* _Set problem_: In the data below, swap "smiling mouth" for "open mouth" and write the lines out again. Start at the line containing "eye visible in", stop after the line containing "[246, 133, 275, 140]", and leave everything else unchanged.

* _Material supplied_:

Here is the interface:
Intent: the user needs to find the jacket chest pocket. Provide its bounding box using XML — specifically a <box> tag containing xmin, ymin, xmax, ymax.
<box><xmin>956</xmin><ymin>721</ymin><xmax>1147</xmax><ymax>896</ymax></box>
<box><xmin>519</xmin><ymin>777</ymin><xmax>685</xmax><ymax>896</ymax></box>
--
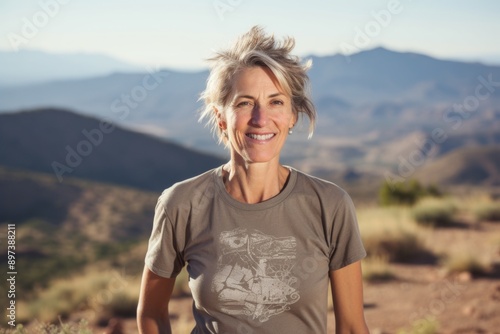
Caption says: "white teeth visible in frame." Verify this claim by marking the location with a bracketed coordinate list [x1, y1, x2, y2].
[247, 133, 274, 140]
==
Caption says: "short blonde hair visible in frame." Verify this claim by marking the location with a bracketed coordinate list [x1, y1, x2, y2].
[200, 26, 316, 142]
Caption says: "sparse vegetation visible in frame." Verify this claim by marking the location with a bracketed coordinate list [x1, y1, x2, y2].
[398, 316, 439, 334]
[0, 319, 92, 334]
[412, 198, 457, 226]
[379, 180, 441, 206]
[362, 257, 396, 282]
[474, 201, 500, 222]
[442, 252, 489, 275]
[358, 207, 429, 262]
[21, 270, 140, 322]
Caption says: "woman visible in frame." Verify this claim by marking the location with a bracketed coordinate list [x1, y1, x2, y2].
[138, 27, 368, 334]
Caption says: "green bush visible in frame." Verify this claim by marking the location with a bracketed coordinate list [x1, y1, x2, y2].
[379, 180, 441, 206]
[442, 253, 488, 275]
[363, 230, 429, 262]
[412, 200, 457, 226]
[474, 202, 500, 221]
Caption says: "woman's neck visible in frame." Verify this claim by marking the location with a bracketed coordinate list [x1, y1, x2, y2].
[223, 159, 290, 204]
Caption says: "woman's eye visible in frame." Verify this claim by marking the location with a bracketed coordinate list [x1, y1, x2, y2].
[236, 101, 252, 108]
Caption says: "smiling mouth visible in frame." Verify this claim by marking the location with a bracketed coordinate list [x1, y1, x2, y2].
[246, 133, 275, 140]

* _Answer_:
Caption says: "woman's eye visible in frame." Verify this claim by marking the location with a bracketed coordinate list [x1, y1, x2, y2].
[236, 101, 252, 108]
Caption says: "open mouth visible in frame." Verify this claim by marking the location with a bracketed coordinate list [x1, y1, x2, y2].
[246, 133, 275, 140]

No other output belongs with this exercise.